[START OF Material for the task]

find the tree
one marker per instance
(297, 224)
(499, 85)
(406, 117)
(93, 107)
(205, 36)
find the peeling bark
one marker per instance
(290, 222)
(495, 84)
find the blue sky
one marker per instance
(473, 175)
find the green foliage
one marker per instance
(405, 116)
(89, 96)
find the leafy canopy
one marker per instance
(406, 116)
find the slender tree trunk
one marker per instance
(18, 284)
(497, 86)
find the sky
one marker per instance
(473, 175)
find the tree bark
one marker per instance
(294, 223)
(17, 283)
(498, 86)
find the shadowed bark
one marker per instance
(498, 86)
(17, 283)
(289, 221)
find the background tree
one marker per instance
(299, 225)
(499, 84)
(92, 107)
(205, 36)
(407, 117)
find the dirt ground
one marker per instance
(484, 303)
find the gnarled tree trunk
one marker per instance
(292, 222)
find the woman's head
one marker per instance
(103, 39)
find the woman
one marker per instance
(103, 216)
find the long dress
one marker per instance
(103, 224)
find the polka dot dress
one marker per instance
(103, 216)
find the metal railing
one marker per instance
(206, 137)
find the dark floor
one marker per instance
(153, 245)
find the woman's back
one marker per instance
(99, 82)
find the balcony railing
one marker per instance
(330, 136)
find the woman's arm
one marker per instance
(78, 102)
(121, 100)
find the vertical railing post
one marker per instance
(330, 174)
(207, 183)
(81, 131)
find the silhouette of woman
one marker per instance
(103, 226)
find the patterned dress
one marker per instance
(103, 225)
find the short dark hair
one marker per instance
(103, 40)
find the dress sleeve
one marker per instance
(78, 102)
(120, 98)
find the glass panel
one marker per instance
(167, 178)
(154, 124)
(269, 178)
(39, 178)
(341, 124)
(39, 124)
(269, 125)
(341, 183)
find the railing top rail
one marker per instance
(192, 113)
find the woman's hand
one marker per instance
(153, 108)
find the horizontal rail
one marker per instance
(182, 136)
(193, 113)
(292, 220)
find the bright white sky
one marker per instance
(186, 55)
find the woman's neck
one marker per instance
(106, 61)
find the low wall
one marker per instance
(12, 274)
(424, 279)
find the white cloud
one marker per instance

[END OF Material for the task]

Short task →
Rewrite every line of the listing from the line containing "find the railing top rail" through the last line of the listing, both included, and add 64 to each coordinate value in the answers.

Written solution →
find the railing top rail
one marker per instance
(256, 177)
find the woman's hand
one marker per instance
(217, 172)
find the horizontal rail
one marker per instance
(246, 200)
(257, 177)
(356, 284)
find the bright white sky
one marker per instance
(250, 119)
find the woman's neck
one marker per instance
(170, 125)
find the low wall
one marker per instance
(76, 338)
(488, 343)
find the white cloud
one marker per instance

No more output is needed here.